** Begin Selection **
Selected Sermon/Article
2010-03-26 Beyond Twelve Gates (BTG) by Rabbi Zeev Smason
Parshas Tzav


Beyond Twelve Gates -  Rabbi Ze'ev Smason

Parshas  Tzav -- Passover    March 26, 2010



Beyond Twelve Gates        Parshas Tzav -- Passover        March 26, 2010


This coming Monday evening, March 29, begins the major festival of Passover. Passover, known in Hebrew as Pesach, is a national birthday party; it was then that the 'Children of Israel' --- who later became the 'People of Israel' -- began their march through history with the Exodus from Egypt.   


French author Andre Gide once said, "It is better to be hated for what you are than loved for what you are not."  Have the Jewish people been hated?  Without a doubt.  The Haggada reminds us that 'In every generation they arise to destroy us, but the Almighty saves us from their hand.'  But what are we?  Do the Jewish people have a greater purpose? One of our worst enemies, Adolf Hitler, blamed the Jews for "two great wounds upon humanity: circumcision of the body and conscience of the soul."  Hitler well understood our national mission; to be a moral and ethical light unto the nations of the world.  Passover is the celebration of the beginning of that mission.  May you and your families have a meaningful and joyous holiday.


Parshas Tzav Leviticus 6:1 -- 8:36


The portion begins with G-d continuing to teach Moses many of the laws relating to the Mishkan service.  However, while last week's portion described the korbanos (offerings) from the perspective of the giver, this week the Torah focuses more directly on the Kohanim, providing detail about their service.  After first describing the maintenance of the fire which burned on the altar, the Torah discusses in detail the various kinds of korbanos which Aaron, his sons, and the succeeding generations of Kohanim would be offering.  The offerings must be brought with the proper intentions and eaten in a state of spiritual purity.  Finally, Moses performs the lengthy consecration service of the Mishkan, and Moses anoints Aaron and his sons for their service in the Mishkan, in front of the entire congregation of Israel.


Passover begins on Monday evening, March 29.  On the first day of Passover, Tuesday, the Torah reading is from Exodus 12: 21- 51.  This reading describes the Exodus from Egypt and the Passover offering.  On the second day of Passover, Wednesday, the Torah reading is from Leviticus 22:26 -- 23:44.  This reading describes journeying to the Holy Temple in Jerusalem on the three pilgrimage festivals (Passover, Shevous, Sukkos) and the counting of the Omer


Rabbinic Ruminations


This Shabbos preceding Passover is referred to as Shabbos HaGadol, or the Great Shabbos.  What is it that makes this particular Shabbos 'Great'?
** End Selection **
▶ **Exercise 1**: Identify every Bible chapter-and-verse range cited in the Parshas Tzav sermon.
▶ **Exercise 2**: Pick up the Parshas Tzav sermon after its final sentence and keep writing.
** Begin Information given **
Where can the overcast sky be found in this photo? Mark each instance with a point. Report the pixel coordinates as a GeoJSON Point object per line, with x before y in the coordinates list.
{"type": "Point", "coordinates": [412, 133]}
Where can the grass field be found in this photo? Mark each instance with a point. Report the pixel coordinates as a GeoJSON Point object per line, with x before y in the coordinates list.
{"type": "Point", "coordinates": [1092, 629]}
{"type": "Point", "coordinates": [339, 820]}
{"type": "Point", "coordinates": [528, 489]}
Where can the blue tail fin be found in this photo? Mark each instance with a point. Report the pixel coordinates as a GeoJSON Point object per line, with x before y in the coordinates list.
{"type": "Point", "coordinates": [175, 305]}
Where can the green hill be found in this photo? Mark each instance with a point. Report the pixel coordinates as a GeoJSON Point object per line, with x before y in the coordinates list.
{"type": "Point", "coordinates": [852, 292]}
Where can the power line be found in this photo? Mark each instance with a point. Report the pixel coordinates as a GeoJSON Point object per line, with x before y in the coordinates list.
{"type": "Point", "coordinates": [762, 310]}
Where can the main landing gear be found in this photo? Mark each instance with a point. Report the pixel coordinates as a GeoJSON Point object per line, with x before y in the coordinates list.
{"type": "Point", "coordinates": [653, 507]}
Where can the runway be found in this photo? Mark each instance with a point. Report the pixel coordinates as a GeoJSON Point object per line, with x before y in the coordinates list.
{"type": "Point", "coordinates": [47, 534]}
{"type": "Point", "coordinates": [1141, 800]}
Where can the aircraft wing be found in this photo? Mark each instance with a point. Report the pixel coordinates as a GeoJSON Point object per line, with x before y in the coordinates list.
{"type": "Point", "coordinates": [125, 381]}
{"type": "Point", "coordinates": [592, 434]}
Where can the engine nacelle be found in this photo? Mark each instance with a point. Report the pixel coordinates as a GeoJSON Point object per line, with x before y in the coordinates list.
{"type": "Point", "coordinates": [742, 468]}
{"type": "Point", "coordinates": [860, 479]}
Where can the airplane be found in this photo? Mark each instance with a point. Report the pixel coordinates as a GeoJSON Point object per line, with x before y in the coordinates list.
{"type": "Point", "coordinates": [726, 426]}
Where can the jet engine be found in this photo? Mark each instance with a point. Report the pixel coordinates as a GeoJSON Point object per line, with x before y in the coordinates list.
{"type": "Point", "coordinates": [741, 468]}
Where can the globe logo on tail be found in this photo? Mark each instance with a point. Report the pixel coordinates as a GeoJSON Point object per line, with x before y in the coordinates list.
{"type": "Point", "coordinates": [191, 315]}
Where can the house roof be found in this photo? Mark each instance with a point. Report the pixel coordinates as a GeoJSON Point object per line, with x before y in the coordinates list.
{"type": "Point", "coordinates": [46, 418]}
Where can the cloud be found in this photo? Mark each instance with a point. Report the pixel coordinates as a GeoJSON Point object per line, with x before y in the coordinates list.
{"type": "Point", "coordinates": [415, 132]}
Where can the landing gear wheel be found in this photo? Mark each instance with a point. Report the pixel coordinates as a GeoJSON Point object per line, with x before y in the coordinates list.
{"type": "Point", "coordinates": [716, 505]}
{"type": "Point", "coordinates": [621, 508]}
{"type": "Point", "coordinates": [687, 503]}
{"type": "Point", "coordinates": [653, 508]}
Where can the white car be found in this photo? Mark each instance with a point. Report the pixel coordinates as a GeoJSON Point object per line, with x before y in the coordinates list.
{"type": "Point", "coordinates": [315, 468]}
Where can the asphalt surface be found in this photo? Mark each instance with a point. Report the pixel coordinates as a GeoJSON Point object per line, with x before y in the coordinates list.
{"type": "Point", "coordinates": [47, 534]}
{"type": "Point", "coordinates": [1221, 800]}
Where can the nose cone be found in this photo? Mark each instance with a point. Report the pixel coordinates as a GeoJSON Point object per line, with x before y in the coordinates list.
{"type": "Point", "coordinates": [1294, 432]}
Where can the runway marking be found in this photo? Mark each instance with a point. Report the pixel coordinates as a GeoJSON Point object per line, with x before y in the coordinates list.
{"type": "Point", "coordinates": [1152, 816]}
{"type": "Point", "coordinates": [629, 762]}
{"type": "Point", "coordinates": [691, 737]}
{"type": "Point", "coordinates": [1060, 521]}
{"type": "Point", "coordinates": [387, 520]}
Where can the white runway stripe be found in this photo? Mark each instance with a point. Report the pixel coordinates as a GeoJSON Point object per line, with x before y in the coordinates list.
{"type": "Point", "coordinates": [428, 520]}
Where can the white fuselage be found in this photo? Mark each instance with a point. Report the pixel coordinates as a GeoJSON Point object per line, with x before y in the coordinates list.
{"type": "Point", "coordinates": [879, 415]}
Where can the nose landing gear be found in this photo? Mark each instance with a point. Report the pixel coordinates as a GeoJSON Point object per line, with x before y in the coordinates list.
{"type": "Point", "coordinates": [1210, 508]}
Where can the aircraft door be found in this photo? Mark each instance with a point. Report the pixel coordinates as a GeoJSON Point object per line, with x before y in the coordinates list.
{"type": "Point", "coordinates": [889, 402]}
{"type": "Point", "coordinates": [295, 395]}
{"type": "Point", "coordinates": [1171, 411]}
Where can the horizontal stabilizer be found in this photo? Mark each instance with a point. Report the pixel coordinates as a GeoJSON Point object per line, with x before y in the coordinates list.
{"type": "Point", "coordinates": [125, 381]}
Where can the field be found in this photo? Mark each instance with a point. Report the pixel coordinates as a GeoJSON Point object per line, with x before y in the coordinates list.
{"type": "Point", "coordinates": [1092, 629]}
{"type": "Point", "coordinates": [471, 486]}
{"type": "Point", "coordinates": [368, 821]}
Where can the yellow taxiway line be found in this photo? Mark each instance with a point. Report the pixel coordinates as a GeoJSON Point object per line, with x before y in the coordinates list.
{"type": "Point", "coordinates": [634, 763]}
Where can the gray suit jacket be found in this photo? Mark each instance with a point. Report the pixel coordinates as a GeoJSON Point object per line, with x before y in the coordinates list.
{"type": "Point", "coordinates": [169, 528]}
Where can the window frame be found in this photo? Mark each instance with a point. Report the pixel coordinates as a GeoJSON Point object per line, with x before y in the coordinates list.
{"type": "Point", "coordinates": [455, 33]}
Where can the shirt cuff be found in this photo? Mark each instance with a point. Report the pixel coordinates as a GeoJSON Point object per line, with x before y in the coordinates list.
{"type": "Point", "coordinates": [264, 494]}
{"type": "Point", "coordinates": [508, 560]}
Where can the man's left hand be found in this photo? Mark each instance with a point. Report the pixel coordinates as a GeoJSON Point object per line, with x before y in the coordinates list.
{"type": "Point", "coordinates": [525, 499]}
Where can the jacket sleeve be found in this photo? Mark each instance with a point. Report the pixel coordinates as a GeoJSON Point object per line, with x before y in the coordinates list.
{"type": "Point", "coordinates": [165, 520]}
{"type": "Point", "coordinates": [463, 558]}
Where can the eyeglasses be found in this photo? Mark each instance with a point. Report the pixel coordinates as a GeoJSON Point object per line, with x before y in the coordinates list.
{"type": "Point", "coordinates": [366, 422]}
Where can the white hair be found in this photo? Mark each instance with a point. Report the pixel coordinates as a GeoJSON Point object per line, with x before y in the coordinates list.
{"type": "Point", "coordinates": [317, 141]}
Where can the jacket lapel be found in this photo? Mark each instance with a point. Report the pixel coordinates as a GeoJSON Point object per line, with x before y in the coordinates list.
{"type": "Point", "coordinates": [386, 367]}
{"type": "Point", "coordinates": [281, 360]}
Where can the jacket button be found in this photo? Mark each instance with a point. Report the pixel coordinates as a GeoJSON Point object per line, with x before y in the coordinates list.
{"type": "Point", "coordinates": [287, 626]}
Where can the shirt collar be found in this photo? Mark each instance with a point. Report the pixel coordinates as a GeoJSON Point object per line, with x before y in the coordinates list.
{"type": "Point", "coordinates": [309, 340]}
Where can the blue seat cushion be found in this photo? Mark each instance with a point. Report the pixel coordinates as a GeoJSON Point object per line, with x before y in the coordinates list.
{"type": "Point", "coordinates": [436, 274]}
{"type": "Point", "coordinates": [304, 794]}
** End Information given **
▶ **Right answer 1**:
Leviticus 6:1 -- 8:36
Exodus 12:21-51
Leviticus 22:26 -- 23:44

▶ **Right answer 2**:
The Midrash states that in Egypt Moses was able to convince Pharaoh that the enslaved Jews should have one day a week to rest.  This day, Moses argued, would enable them to be more productive than the other days of the week.  So, the Jews observed Shabbos while in Egypt, and it was known as "The Day of Moses."  Shabbos is, however, much more than a day of physical rest.


A 'National Day of Uplugging' was recently advocated by a secular not-for-profit Jewish group to 'unplug' from technology on Shabbos. They suggested that all Jews put down their cell phone, stop the status updates on Facebook, shut down Twitter, sign out of e-mail and reclaim time to slow life down and reconnect with friends, family, the community and themselves for 24 hours.  Doesn't that sound like a nice idea?!


Contemplating the purpose of existence and what we hope to do with our lives is a central goal of Shabbos.  More than simply a day of not working, a person who is truly free will utilize Shabbos to choose their goals and determine their purpose.  The Shabbos on the eve of our liberation from Egypt differed from the Shabbos that was "The Day of Moses."  This was no longer to be a day of rest for weary slaves, but a day of spiritual uplifting for people who are free.  That Shabbos was -- just as each and every Shabbos can be -- a Great Shabbos.  (adapted from Living Each Day, Rabbi Dr. Abraham Twerski)


Quote of the week


We must all hang together or most assuredly we will all hang separately -- Benjamin Franklin


Joke of the week


Yankel, a Jewish actor, is desperate for work. Finally, he sees a classified ad that says: "Actor needed to play an ape."  To his surprise, the employer turns out to be the St. Louis Zoo.  Owing to recent budget cuts and the recession, the Zoo can no longer afford to import a real ape to replace the recently deceased one.   So until they can, they're prepared to put an actor in an ape suit.  In desperation Yankel takes the job.  He feels undignified in the ape suit while stared at by the crowds who watch his every move.  Gradually, however, Yankel comes to enjoy the attention, and begins to show off by roaring, beating on his chest, and swinging on the trees and vines.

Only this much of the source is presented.